DIRECTION - Locate every line in the records below that contains the string "blue", treating uppercase and lowercase as different, and copy each of those lines.

EXTRACTED DATA -
──────
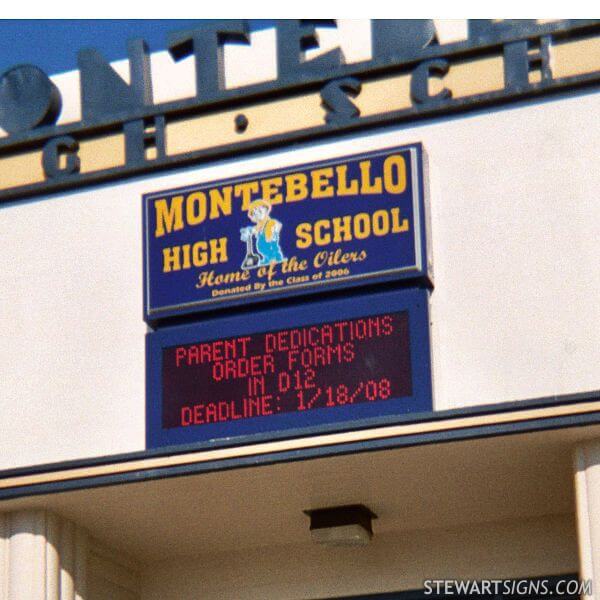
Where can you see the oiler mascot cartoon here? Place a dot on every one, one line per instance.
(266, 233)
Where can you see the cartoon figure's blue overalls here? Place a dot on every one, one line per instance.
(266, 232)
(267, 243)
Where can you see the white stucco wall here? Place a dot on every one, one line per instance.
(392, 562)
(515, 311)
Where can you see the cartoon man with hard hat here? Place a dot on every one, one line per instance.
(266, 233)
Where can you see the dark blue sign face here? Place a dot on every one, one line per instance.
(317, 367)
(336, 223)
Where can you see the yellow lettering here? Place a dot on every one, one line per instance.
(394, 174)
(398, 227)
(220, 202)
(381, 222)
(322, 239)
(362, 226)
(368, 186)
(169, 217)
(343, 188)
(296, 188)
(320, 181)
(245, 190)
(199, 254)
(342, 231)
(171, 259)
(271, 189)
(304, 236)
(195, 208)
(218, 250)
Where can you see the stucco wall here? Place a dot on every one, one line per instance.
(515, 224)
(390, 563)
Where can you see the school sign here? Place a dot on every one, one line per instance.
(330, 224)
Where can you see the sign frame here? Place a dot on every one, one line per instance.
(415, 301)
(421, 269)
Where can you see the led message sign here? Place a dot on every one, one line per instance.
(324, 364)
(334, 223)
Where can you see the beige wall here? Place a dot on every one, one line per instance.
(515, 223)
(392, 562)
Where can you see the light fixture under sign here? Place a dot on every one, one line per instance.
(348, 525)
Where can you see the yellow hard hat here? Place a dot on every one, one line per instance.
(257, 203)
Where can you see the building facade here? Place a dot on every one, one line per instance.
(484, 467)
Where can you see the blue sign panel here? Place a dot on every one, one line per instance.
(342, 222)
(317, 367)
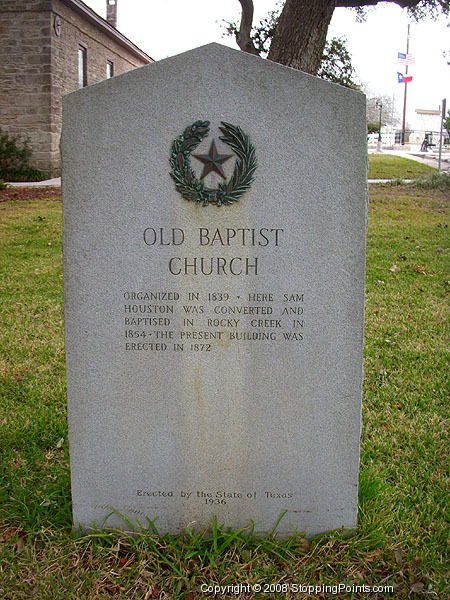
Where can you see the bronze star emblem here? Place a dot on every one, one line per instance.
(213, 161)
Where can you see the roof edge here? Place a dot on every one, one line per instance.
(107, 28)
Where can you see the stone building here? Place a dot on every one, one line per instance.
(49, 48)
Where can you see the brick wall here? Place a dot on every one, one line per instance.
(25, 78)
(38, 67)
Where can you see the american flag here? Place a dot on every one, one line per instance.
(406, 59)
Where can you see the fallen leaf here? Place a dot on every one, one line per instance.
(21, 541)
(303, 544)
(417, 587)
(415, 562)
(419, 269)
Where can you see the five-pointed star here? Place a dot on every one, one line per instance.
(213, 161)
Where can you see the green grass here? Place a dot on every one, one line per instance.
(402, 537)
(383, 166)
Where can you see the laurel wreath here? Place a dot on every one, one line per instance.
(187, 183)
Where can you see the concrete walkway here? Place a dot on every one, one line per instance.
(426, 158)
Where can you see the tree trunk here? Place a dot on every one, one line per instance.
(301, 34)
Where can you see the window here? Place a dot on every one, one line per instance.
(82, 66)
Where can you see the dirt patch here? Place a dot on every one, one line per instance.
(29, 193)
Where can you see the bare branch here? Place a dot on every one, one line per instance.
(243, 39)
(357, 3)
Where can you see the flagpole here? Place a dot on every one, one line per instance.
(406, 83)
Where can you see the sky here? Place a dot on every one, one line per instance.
──────
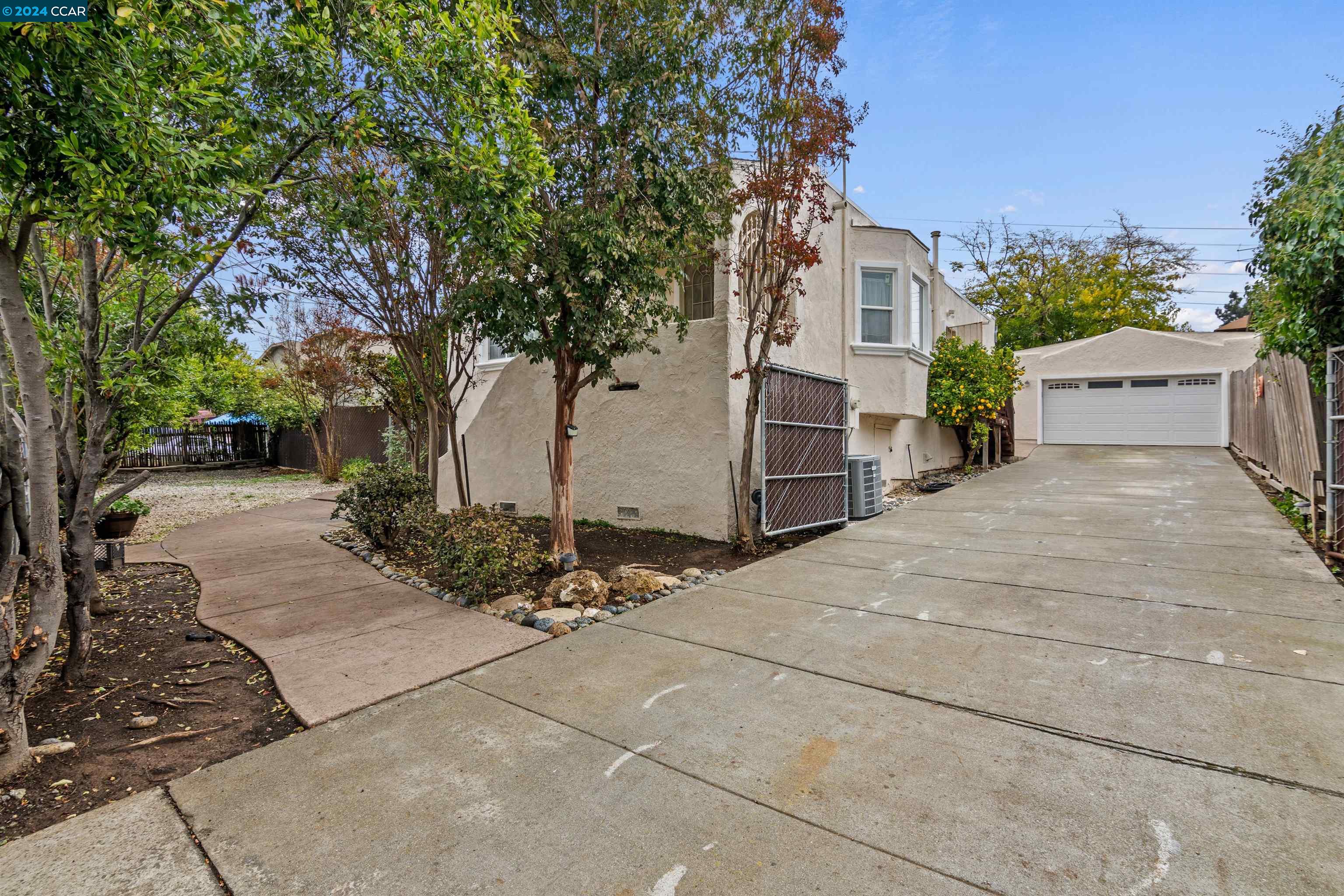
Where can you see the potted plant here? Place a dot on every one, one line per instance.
──────
WRITTEN RESPONSE -
Where can you see the cartoon figure's blue overalls here? Place a dot on every one, one line per instance.
Where can you see the dark blue sign face here? Place a dot on every one, one line per instance.
Where can you see the blue sign panel here? Place a dot on every one, one line per instance.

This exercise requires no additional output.